# Provided material:
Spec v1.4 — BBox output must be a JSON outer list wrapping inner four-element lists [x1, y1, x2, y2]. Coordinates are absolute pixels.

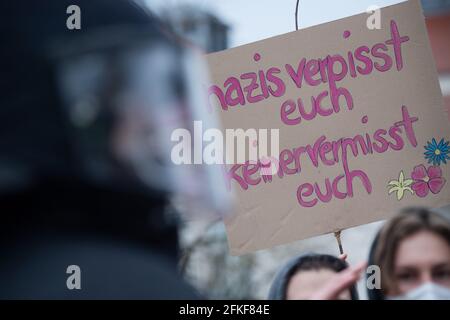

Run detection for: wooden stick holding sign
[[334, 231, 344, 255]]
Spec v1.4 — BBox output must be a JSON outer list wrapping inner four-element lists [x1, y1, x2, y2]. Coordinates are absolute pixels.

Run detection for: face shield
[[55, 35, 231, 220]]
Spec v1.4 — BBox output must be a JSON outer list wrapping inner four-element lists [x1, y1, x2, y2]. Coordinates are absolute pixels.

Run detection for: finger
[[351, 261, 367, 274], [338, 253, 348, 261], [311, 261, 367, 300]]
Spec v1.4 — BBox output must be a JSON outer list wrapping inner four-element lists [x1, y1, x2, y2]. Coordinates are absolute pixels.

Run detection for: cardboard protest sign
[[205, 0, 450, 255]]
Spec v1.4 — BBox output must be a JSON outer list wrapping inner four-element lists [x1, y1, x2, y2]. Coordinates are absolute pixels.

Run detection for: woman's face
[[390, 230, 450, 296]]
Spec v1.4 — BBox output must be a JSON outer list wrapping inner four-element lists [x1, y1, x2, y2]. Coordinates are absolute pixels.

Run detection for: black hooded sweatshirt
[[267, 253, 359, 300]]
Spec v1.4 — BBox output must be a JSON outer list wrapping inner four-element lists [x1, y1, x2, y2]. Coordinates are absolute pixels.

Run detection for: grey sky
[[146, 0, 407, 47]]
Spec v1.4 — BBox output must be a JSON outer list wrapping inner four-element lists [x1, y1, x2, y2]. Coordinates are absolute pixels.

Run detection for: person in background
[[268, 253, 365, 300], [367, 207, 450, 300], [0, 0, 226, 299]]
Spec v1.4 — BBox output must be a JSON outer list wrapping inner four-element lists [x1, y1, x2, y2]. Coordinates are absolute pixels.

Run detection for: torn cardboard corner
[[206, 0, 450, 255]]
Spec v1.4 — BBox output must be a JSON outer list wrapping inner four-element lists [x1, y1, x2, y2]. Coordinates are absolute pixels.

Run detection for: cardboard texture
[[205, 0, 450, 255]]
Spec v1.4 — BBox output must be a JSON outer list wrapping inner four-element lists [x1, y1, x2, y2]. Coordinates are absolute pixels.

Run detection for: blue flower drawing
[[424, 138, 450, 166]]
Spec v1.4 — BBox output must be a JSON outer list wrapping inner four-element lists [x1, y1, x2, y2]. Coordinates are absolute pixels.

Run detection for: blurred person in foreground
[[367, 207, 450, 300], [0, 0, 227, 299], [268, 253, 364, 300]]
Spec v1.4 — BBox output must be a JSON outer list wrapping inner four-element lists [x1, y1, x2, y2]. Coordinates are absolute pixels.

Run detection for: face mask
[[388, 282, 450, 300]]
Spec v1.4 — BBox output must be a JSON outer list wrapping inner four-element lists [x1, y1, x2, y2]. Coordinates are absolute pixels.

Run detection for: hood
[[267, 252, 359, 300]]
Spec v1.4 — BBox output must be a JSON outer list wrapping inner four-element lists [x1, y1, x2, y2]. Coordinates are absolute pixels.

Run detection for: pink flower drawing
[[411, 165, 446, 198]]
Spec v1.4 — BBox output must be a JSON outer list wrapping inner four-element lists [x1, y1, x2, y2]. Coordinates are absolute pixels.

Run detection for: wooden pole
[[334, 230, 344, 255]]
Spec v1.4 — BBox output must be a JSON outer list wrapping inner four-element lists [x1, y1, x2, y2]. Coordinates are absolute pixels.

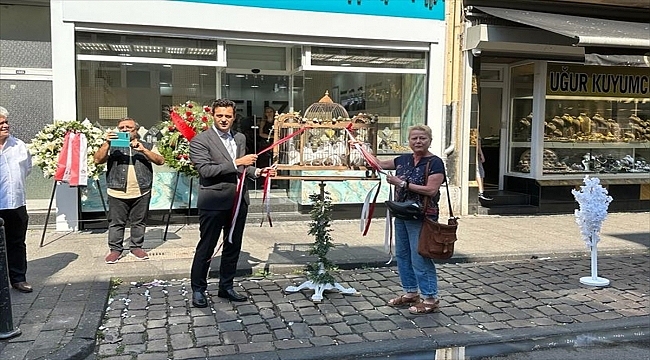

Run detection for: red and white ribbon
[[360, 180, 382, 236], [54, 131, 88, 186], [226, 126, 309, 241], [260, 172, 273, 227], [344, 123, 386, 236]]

# Exercise details:
Return the records verbatim, minus pictures.

# Task output:
Spec v1.4 — BBox output must be a JSON outer list wrapping inner four-element lists [x1, y1, x2, y2]. Coordinates are absolute pixels.


Run detection for: wooden stick holding sign
[[334, 231, 344, 255]]
Spec v1.4 — BBox output must be a JSON outer list wrapping inner four-element lists [x1, y1, x2, y2]. Coordinates are absolute pixels.

Run detection for: face shield
[[55, 35, 231, 220]]
Spec v1.4 — BBox output must be a JSON outer list wrapping inner four-element lists [x1, y1, x2, y2]. Coordinates are absolute pixels.

Run detection for: finger
[[351, 261, 367, 274], [338, 253, 348, 261], [311, 261, 367, 300]]
Spec v1.4 — BBox output must be a JSON outer list wrapping inner four-element lists [x1, y1, x2, y2]. Coordinates are absolute pixels.

Run detection for: cardboard protest sign
[[205, 0, 450, 255]]
Spec v1.4 — BBox output must be a JSON outer list wrapping inner four-element lists [x1, y1, x2, y2]. Coordinates are absolute pixels.

Run detection for: woman's face
[[390, 230, 450, 296]]
Spec v1.4 — BBox output must be a JSON outer list wrapping inner four-element lists [x1, y1, x2, y2]. Coordinates are absolute pixels.

Run detection for: black hooded sweatshirt
[[267, 253, 359, 300]]
Spec v1.4 — BBox output must be a JSON outer list wrapping inner four-element lists [x1, y1, x2, y2]. Coordinates are absolute pixels.

Run detection for: grey sky
[[146, 0, 407, 47]]
Spec v1.4 — BBox output must be a JSON outer list wrapping inner four-element lists [x1, y1, x2, y2]. Coordinates are absolute pixels.

Run detection for: person in background
[[268, 253, 365, 300], [367, 207, 450, 300], [0, 0, 226, 299]]
Spec v1.4 — BBox output must be a JSON outer list wrapping inner four-element lists [x1, y1, x2, y2]. Coordinates are absolute pixels.

Run detection for: torn cardboard corner
[[206, 0, 450, 255]]
Spec v1.4 — BBox output must be a JSON outer list wrapping inner four-element lists [x1, y1, x2, y2]. Coordinates are absolute pixels.

Run detection for: cardboard texture
[[205, 0, 450, 255]]
Spec v1.4 — BBox output must be a JSON outer list wrapping inner four-element lists [x1, y1, x2, y2]. Coordinates are absolute pixels.

Run detection for: blue flower drawing
[[424, 138, 450, 166]]
Spec v1.4 — BBox output must be a JSON outer list wrapping inner four-element lists [x1, y1, x2, y2]. Coordinates are absolute pixels.

Run detection for: blurred person in foreground
[[367, 207, 450, 300], [0, 0, 227, 299], [268, 253, 364, 300]]
Spec v1.4 — BBox output must be a JSON outer list wrapping inner four-element lists [x1, y1, x2, y2]. Coordinates are absolute pixels.

Run detection for: face mask
[[388, 282, 450, 300]]
Spec v1.4 — BBox output must be a JSON outer list wrapping inner four-element lists [x1, y1, x2, y2]. Coordinates are absolute pixels.

Run detection for: hood
[[267, 252, 359, 300]]
Spec v1.4 — BBox output must be a JSON outer list wrapping inner four-element lists [x1, y1, x2, y2]. Coordinates are absolute pixels.

Run detection for: pink flower drawing
[[411, 165, 446, 198]]
Spec v1.4 — BBox output must be a JSON outer list wrapping inner four-element lists [x1, y1, x2, y2]. Coordinates are absolute pixels.

Run detection for: wooden pole
[[334, 230, 344, 255]]
Spec v1.4 — BBox output must be a JSON outer list wrapping inner four-element lists [x1, y1, x2, y2]. Coordinates are absolute pixels.


Run detection for: red and white ribbon
[[360, 180, 382, 236], [54, 131, 88, 186], [226, 126, 309, 241], [260, 172, 273, 227], [344, 123, 386, 236]]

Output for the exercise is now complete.